Passage shown:
——————
If the equation are of type 1a1, 1a2 and 1b then the mainlog of the equation is taken into concern as the deciding factor lies in the main logarithmic term of equation.

For the next two,
collect on main exp
2a) (b*B + c)*exp(d*B + g) = R
lhs is mul:
log to give
log(b*B + c) + d*B = log(R) - g
2b) -b*B + g*exp(d*B + h) = R
lhs is add:
add b*B
log and rearrange
log(R + b*B) - d*B = log(g) + h


If the equation are of type 2a and 2b then the mainexp of the equation is taken into concern as the deciding factor lies in the main exponential term of equation.

3) d*p**(a*B + b) + c*B = R
collect on main pow
log(R - c*B) - a*B*log(p) = log(d) + b*log(p)


If the equation are of type 3 then the mainpow of the equation is taken into concern as the deciding factor lies in the main power term of equation.

Eventually from all of the three cases the equation is meant to be converted to this form:-

f(x, a..f) = a*log(b*X + c) + d*X - f = 0 which has the
solution,  X = -c/b + (a/d)*W(d/(a*b)*exp(c*d/a/b)*exp(f/a)).


And the solution calculation process is done by _lambert function.

Everything seems flawless?? You might be thinking no modification is required. Lets see what loopholes are there in it.

## What does PR #16890 do?

There are basically two flaws present with the this approach.

1. Not considering all branches of equation while taking log both sides.
2. Calculation of roots should consider all roots in case having rational power.

### 1. Not considering all branches of equation while taking log both sides.

Let us consider this equation to be solved by _solve_lambert function.

-1/x**2 + exp(x/2)/2 = 0


So what the old _solve_lambert do is to convert this equation to following.

2*log(x) + x/2 = 0


and calculates its roots from _lambert. But it missed this branch of equation while taking log on main equation.

2*log(-x) + x/2 = 0


Yeah you can reproduce the original equation from this equation.So basically the problem was that it missed the branches of equation while taking log. And when does the main equation have more than one branch?? The terms having even powers of variable x leads to two different branches of equation.
——————
Objective:
Does each statement agree with the text on the Lambert solver above? For each one, answer yes or no and quote the deciding words. 1. For equations of type 3, the main power term is the deciding factor. 2. The text names three flaws in the approach. 3. Terms with odd powers of x lead to two different branches of the equation.
——————
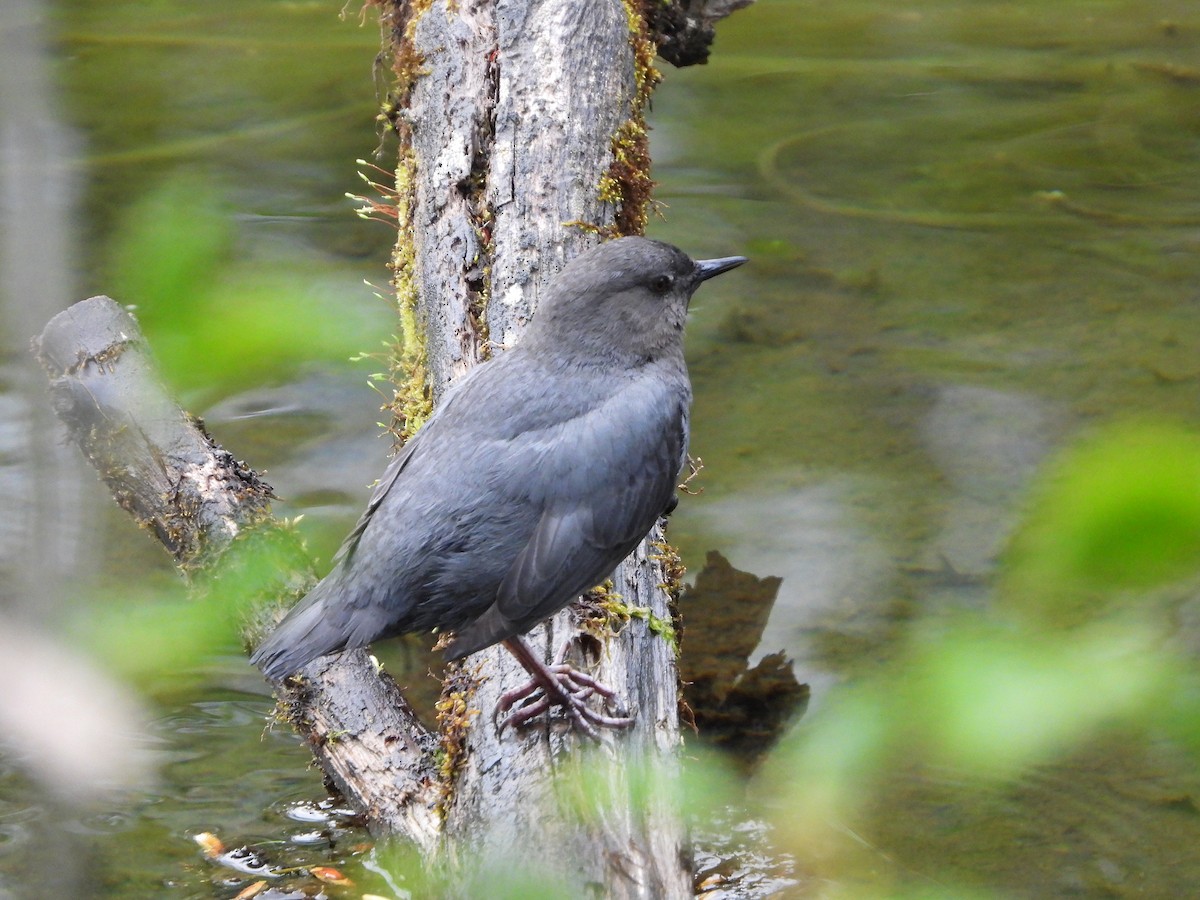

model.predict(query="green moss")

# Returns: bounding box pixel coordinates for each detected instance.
[596,0,662,238]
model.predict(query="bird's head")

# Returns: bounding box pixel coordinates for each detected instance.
[523,238,746,361]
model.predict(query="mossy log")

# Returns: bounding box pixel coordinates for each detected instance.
[32,0,744,898]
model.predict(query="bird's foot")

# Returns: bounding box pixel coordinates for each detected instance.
[496,638,634,740]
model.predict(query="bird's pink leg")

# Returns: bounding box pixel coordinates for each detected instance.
[496,637,634,740]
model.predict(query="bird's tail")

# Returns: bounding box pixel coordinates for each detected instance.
[250,582,347,682]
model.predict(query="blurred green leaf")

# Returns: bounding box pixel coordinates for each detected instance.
[112,179,378,389]
[1003,425,1200,625]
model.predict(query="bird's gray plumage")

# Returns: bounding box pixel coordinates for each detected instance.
[252,238,743,678]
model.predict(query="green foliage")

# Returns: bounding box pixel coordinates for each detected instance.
[752,425,1200,898]
[110,178,373,390]
[1003,425,1200,624]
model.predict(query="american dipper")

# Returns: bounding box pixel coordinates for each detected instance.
[251,238,745,737]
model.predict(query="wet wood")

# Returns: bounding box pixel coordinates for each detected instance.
[32,0,737,898]
[395,0,692,898]
[34,296,440,850]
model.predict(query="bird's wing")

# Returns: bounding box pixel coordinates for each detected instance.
[334,430,424,565]
[496,391,686,631]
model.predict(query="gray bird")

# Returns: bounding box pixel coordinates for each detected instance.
[251,238,746,734]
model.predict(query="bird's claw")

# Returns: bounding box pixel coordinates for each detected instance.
[496,641,634,740]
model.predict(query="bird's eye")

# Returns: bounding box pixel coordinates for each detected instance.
[650,275,674,294]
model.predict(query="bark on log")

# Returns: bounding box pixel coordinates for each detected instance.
[38,0,753,898]
[34,296,440,852]
[385,0,692,898]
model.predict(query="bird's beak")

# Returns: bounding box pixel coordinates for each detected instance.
[695,257,746,284]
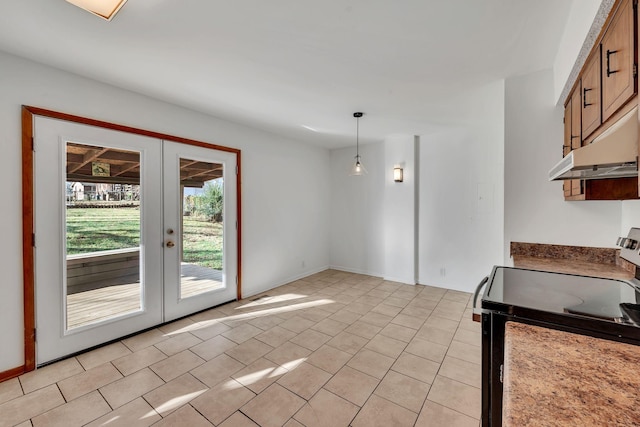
——————
Finished task:
1. Yes: "If the equation are of type 3 then the mainpow of the equation is taken into concern as the deciding factor lies in the main power term of equation."
2. No: "There are basically two flaws present with the this approach."
3. No: "The terms having even powers of variable x leads to two different branches of equation."